A walk onto the street, to get fruit
and medicine, becomes a frantic run for survival for the unnamed woman
played by Iranian actress Golshifteh Farahani in The Patience Stone.
Suddenly, there is an explosion. A truck full of militia firing
automatic weapons tears around the corner, dust and damage everywhere.
The woman lives in a small house behind a walled courtyard, where she
has two young daughters and a husband. He is lying comatose, a bullet in
his neck, a tube with serum going into his mouth. The man (Hamidrez
Javdan - not exactly a fun part) - is much older. She was 17 when she
married him - or married a photograph and a dagger representing his
presence. He was away. And now, in this quietly fierce condemnation of
fundamentalist Muslim society's treatment of women, she begins to speak
truths she dared not utter when he was awake. The Patience Stone,
adapted from the Atiq Rahimi novel and directed by the author - aided in
no small measure by Thierry Arbogast's remarkable cinematography -
finds the woman telling her husband about the men who fathered her
daughters, because he was impotent. She talks of her longings, her rage.

### PROVIDED DATA
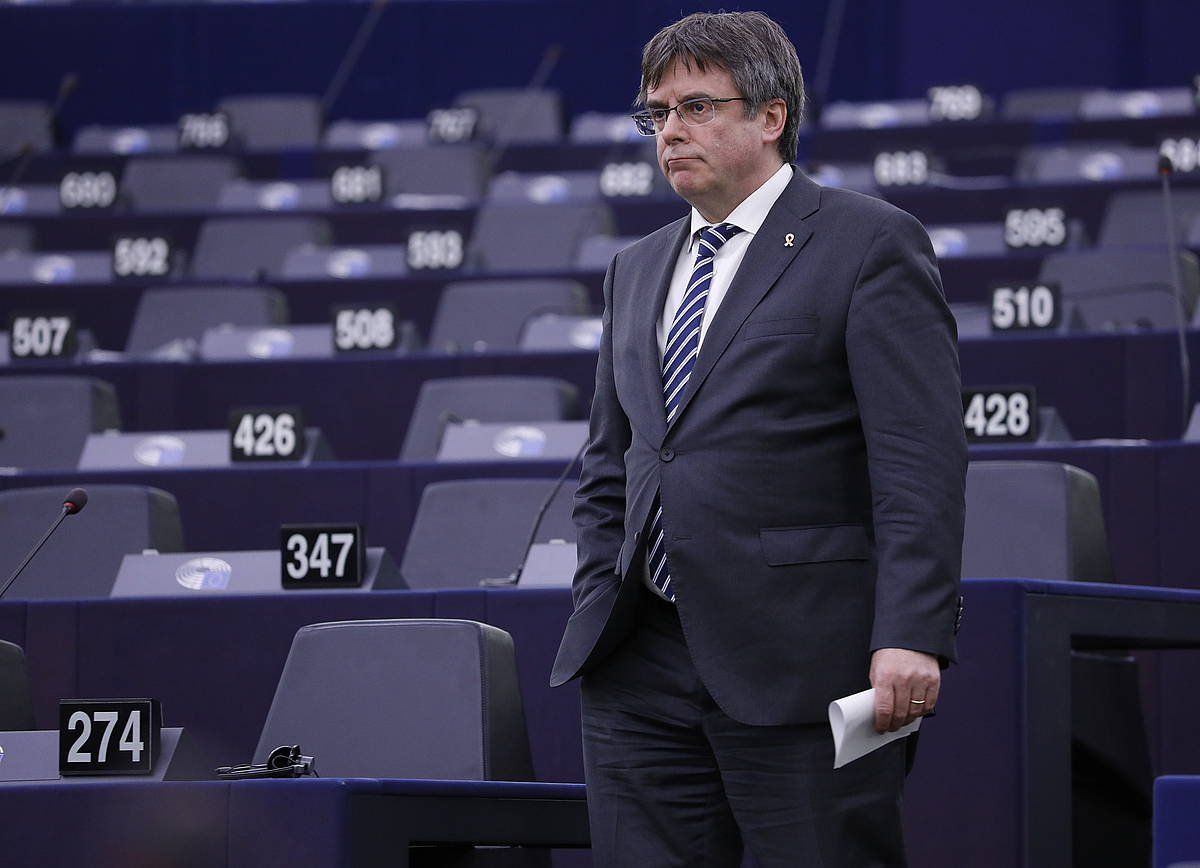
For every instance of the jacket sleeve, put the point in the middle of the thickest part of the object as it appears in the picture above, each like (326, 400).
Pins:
(600, 498)
(903, 355)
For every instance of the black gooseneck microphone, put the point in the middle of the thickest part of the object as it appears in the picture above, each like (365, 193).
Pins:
(1165, 169)
(75, 501)
(24, 153)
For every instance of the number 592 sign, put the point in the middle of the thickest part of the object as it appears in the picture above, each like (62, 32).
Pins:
(108, 736)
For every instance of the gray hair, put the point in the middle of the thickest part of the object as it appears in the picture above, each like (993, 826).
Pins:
(749, 46)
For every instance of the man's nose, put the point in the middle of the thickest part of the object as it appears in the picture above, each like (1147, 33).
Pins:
(673, 129)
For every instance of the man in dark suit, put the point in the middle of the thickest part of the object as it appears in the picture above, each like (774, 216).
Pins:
(771, 507)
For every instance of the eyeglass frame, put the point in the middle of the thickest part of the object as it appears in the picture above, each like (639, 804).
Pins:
(648, 113)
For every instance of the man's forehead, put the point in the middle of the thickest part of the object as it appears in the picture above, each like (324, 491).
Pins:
(691, 76)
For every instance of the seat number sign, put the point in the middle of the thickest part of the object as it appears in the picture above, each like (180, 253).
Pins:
(108, 736)
(321, 556)
(265, 434)
(1001, 414)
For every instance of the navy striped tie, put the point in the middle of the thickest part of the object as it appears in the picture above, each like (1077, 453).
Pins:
(678, 359)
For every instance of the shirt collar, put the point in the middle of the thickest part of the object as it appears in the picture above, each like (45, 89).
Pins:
(749, 215)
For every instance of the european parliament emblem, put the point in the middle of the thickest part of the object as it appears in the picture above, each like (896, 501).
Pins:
(160, 450)
(204, 574)
(520, 442)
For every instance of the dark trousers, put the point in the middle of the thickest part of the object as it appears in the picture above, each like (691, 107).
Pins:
(673, 780)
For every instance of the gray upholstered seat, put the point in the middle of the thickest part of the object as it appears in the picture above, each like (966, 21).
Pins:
(83, 557)
(499, 513)
(46, 420)
(484, 399)
(402, 699)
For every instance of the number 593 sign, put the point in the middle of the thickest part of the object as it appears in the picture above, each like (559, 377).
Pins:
(108, 736)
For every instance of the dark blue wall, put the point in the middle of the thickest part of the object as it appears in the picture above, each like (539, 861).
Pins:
(151, 63)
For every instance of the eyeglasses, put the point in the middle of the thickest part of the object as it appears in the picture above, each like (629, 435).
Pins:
(691, 112)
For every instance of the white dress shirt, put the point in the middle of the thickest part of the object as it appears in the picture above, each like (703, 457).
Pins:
(749, 217)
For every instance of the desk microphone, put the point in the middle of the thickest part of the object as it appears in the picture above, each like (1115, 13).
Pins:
(1165, 169)
(75, 501)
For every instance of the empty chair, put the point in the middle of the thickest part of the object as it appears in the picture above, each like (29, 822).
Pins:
(597, 127)
(417, 698)
(46, 420)
(83, 557)
(534, 238)
(484, 399)
(1044, 103)
(16, 702)
(175, 184)
(491, 315)
(545, 187)
(1137, 217)
(516, 115)
(1114, 271)
(413, 174)
(169, 323)
(1044, 520)
(376, 135)
(1193, 434)
(597, 252)
(161, 138)
(499, 514)
(875, 115)
(16, 238)
(24, 124)
(1033, 520)
(274, 121)
(1109, 105)
(1092, 161)
(244, 249)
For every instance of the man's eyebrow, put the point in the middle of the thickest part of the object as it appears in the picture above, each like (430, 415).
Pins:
(687, 97)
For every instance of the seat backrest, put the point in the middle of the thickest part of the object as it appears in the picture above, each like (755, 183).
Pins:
(420, 699)
(516, 115)
(1137, 217)
(1035, 520)
(491, 315)
(45, 421)
(1044, 103)
(183, 315)
(84, 555)
(435, 171)
(177, 183)
(24, 124)
(534, 238)
(16, 702)
(1119, 270)
(16, 238)
(484, 399)
(471, 530)
(249, 249)
(274, 120)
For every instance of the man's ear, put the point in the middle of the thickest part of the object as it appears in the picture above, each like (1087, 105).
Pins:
(774, 117)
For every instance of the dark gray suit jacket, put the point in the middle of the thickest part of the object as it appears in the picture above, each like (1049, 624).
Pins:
(813, 478)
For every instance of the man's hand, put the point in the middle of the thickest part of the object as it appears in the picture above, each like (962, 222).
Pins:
(899, 677)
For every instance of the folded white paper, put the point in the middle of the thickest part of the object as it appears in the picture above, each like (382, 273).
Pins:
(852, 720)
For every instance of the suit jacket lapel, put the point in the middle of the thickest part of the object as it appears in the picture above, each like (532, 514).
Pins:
(659, 276)
(765, 261)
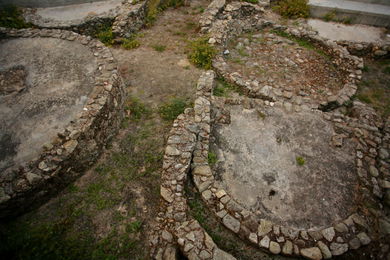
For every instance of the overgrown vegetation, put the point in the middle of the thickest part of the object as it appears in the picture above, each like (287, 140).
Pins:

### TASK LIST
• A. According to the review of The Patience Stone, whose cinematography aided the film?
• B. From the review of The Patience Stone, return verbatim everything from "A walk onto" down to "The Patience Stone.".

### TASK-BY-TASK OUTPUTS
• A. Thierry Arbogast's.

• B.
A walk onto the street, to get fruit
and medicine, becomes a frantic run for survival for the unnamed woman
played by Iranian actress Golshifteh Farahani in The Patience Stone.